Sunita Narain New Delhi
I travelled in Kerala last fortnight seeking answers to some riddles. I wanted to know what the government was doing to meet the drinking water needs of people in this wet-drought state. Searching in villages and academic papers, an anomalous statistic caught my interest.
 
According to 1999 estimations of the National Sample Survey Organisation and the 2001 Census, only 11 to 14 per cent of rural Kerala had access to potable water supply. But the same data showed that some 77 to 85 per cent of people said they had drinking water supply.
 
This discrepancy, I then understood, stems from official definition. In government parlance, "coverage of drinking water supply" takes into account government- (or publicly-) created assets "" pipes, tubewells or handpumps. But people in Kerala depend upon private dugwells that technically cannot be counted as part of the structure.
 
The missing link was confirmed when I asked people. They invariably showed me a dugwell inside the homestead. The problem, they explained, was that their well dried up in the two or three peak summer months. As this realisation dawned, I started seeing wells everywhere.
 
I soon learnt there were an estimated 4.5 million dugwells in the state "" 300 per sq km. I also learnt that these wells tapped the shallow aquifers, a perfect solution since natural recharge is by and large poor in this largely lateritic region.
 
The yield was sufficient to meet household needs in normal times. Clearly these dugwells "" between five and 50 metres deep "" were then the perfect decentralised source for Keralites. So I wondered: shouldn't these be integral to drinking water supply programmes?
 
No. Kerala follows the national norm: rural drinking water supply programmes built around piped water or handpumps. As early as the 1970s, the Central government introduced the accelerated rural water supply programme to give states grants for water supply.
 
By 2002-03, Rs 40,000 crore was spent and over 91.6 per cent of villages fully covered "" that is, they had a source of water 1.6 km from the settlement. But even the government officially accepts that this estimation is not worth even the paper it is written on. Villages are "covered", but water is not available.
 
Even as the government reaches 1,00,000 settlements each year through pipes and handpumps, it finds another 1,00,000 "" source dried-up, quality fallen or pipe broken "" back in the list.
 
In early 2000, the government allocated 20 per cent of the rural water supply funds to quality improvement and keeping the source sustainable, and 15 per cent for operation and maintenance (O&M). But is this reform adequate, given the enormity of the problem?
 
The Centre for Development Studies had some years ago estimated that the entire annual expenditure on the drinking water programme "" some Rs 2,000 crore "" was needed just to meet the replacement costs of equipment and for O&M.
 
All this notwithstanding, in late 2002, then Prime Minister Atal Bihari Vajapayee launched with great fanfare the Swajaldhara scheme: now, the "community would own, operate and maintain" the water system.

# Object detection data:

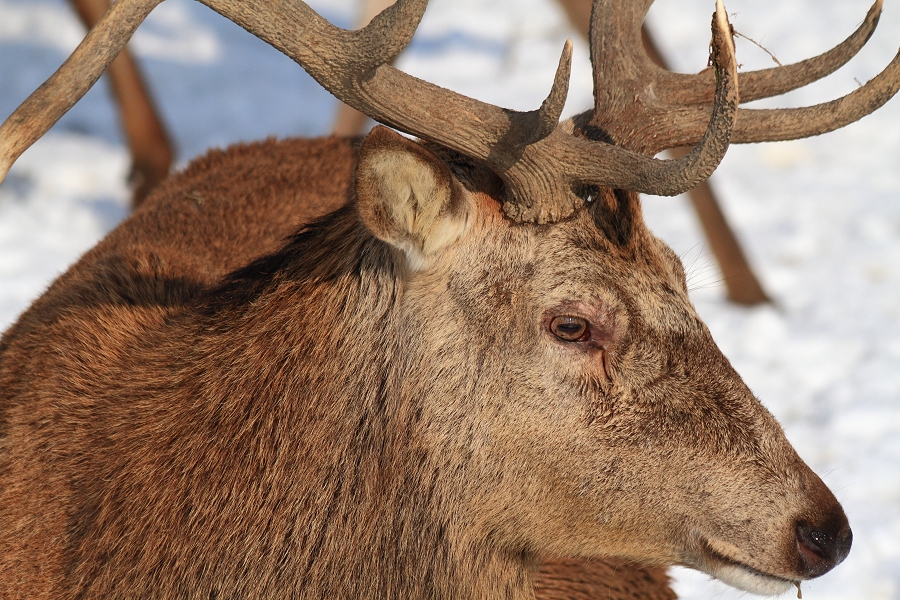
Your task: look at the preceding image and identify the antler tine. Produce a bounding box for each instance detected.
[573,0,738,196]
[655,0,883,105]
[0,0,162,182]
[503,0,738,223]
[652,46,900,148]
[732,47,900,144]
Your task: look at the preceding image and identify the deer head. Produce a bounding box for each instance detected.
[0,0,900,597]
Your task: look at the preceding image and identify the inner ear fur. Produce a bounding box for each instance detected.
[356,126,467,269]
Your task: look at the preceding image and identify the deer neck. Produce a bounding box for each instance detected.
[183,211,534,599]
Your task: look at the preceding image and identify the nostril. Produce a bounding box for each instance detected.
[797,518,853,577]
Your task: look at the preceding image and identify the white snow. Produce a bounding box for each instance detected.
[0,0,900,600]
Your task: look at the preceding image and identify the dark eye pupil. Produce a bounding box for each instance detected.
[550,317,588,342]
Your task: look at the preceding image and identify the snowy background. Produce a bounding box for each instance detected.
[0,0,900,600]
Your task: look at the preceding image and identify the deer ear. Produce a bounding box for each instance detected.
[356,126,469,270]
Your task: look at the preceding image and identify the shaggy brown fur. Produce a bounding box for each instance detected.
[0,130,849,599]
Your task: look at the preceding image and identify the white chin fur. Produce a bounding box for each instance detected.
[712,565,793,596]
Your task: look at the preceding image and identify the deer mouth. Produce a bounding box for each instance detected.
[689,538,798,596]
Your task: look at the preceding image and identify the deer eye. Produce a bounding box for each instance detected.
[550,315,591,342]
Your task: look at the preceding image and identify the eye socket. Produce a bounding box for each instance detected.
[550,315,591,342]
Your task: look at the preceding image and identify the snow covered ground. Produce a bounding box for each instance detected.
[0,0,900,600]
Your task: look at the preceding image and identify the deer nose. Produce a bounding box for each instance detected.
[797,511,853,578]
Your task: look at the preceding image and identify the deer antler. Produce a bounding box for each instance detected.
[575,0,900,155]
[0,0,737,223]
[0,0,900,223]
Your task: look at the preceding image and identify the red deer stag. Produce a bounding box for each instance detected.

# Job:
Continue the essay on Kerala's dugwells and rural drinking water supply from its final sentence, about the Swajaldhara scheme.

# Exercise answer:
 
Under this scheme, communities were asked to contribute 10 per cent to the total capital costs; once completed, panchayats would take over O&M. They would charge for water delivery and recover their costs. The state, by downloading its public function, believed that it would now solve the "sustainability and quality" problem plaguing the programme.
 
In Kerala, the only difference is that the community brings in 15 per cent, the panchayat 10 per cent and the government the remaining 75 per cent of the total project cost. From what I saw, it was clear this approach would improve the quality of service delivery.
 
But what about sustainability? The source of the water "" pumped to a tank and then to homes "" is invariably a well some distance away. The problem is that in densely-populated Kerala, these wells for private (or call it community) water supply are a potential source of conflict, with other well-owners in adjoining lands worried about water level decline.
 
Also, if not adequately recharged, the source could dry up, becoming a wasted asset. The cost makes it impossible to replicate across the state.
 
In this context, let's return to the dugwell. It is a decentralised source. It is cost-effective. But still the government does not begin to plan for it. I would argue that the drinking water programme in Kerala should have been centred around this wealth of 4.5 million dugwells, resolving the problems of quality and quantity.
 
By actively promoting a programme for individual well-recharge "" harvesting Kerala's massive rainwater endowment to build up aquifers "" peak summer shortage could be tempered as well. All in all, it would be a cheaper, much more accessible and sustainable source of drinking water.
 
But water planners in Kerala, as in the rest of the country, always fail to see what is under their nose. How many such systems have been destroyed wilfully by bureaucracies that failed to see what people were doing to secure their water future? Will Kerala's dugwells hold out? Will they provide answers for the new government's to-be-relaunched drinking water mission?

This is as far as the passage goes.